## Selected passage
>>>
For a long time, Ladd said, he started each day with an inventory to see if anything — a vehicle, farm equipment — was stolen. He checked to see if anyone was hiding under a car, in a truck bed, in one of several outbuildings — “always looking over your shoulder” — before helping wrangle any cows wandering where they shouldn’t.
His beef-raising operation involves rotating cattle through nine enclosed pastures, from birth to market. Ladd said half of each day was spent mending barbed-wire fencing that was yanked down or cut open overnight. He sank a small fortune into repairs, Ladd said, before finally giving up. He also spent a lot of money hauling away trash; roughly 20 tons over the years.
Most people, Ladd said, have no idea what it’s like living on the border, under constant siege. It’s not just fear of the cartels engaged in human smuggling. Something as small as a gate left open could wreak havoc — and carry hefty liability — if Ladd’s cattle wandered into traffic. “As long as they don’t have illegals in their backyards,” he said, “people don’t care.”
<<<
[Stored records]
>>>
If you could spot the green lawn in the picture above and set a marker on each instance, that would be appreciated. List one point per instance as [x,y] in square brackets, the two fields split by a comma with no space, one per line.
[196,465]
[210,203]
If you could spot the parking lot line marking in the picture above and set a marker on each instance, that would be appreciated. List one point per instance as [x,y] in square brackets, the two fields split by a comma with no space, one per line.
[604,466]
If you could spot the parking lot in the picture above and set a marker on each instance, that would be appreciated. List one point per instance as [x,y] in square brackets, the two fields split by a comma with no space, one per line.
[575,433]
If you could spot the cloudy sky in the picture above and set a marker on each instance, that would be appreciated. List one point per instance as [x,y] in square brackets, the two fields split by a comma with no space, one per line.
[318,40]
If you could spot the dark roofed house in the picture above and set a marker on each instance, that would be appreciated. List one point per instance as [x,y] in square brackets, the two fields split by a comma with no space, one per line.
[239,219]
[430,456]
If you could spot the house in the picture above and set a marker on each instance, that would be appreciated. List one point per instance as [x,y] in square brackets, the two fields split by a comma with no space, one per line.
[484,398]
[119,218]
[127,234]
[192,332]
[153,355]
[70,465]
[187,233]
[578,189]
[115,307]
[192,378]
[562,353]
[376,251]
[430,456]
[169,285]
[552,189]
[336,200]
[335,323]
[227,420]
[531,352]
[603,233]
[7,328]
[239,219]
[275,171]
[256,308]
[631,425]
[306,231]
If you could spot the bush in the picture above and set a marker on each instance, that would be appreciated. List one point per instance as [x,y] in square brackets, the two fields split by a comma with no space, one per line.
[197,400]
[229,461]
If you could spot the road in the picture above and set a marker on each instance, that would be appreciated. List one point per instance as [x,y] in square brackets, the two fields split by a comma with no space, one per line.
<<<
## Problem 1
In the passage about Ladd's ranch, reproduce the text from "His beef-raising operation" up to and including "over the years.", swapping "pastures" for "paddocks".
## Problem 2
Answer these questions from the passage about Ladd's ranch:
(a) Where did Ladd check each day to see if anyone was hiding?
(b) How many enclosed pastures does his beef-raising operation rotate cattle through?
(c) What small thing does the passage say could wreak havoc?
## Problem 3
Extend the passage about Ladd's border ranch past its final sentence.

## Expected output 1
His beef-raising operation involves rotating cattle through nine enclosed paddocks, from birth to market. Ladd said half of each day was spent mending barbed-wire fencing that was yanked down or cut open overnight. He sank a small fortune into repairs, Ladd said, before finally giving up. He also spent a lot of money hauling away trash; roughly 20 tons over the years.

## Expected output 2
(a) Under a car, in a truck bed and in one of several outbuildings.
(b) Nine.
(c) A gate left open.

## Expected output 3
Outside the corral, a Red Angus peered in before ambling over to use a tractor for a scratching post.
Ladd’s 16,400-acre ranch has been in his family since 1896.
(Mark Z. Barabak / Los Angeles Times)
When it comes to the country’s dysfunctional immigration system, Ladd went on, there’s plenty of blame and hypocrisy to go around. (He confesses to some of the latter himself.)
Clinton, Obama, the Bushes, he said, rattling off past presidents, all promised to fix the problem. None did. Even Ronald Reagan, Ladd’s all-time favorite president, disappointed. If anything, he said, Reagan made things worse by signing a 1986 law granting amnesty to about 3 million people who came to the U.S. illegally. Then he failed to deliver the border enforcement he promised, or the crackdown on employers who hired undocumented workers.
“It’s a scam,” Ladd said, differentiating between what politicians say and what they do. “Republicans want cheap labor. Democrats want cheap votes. Americans want cheap tomatoes.”
And who can blame them, given how accustomed America has grown to the fruits of a low-cost, undocumented workforce?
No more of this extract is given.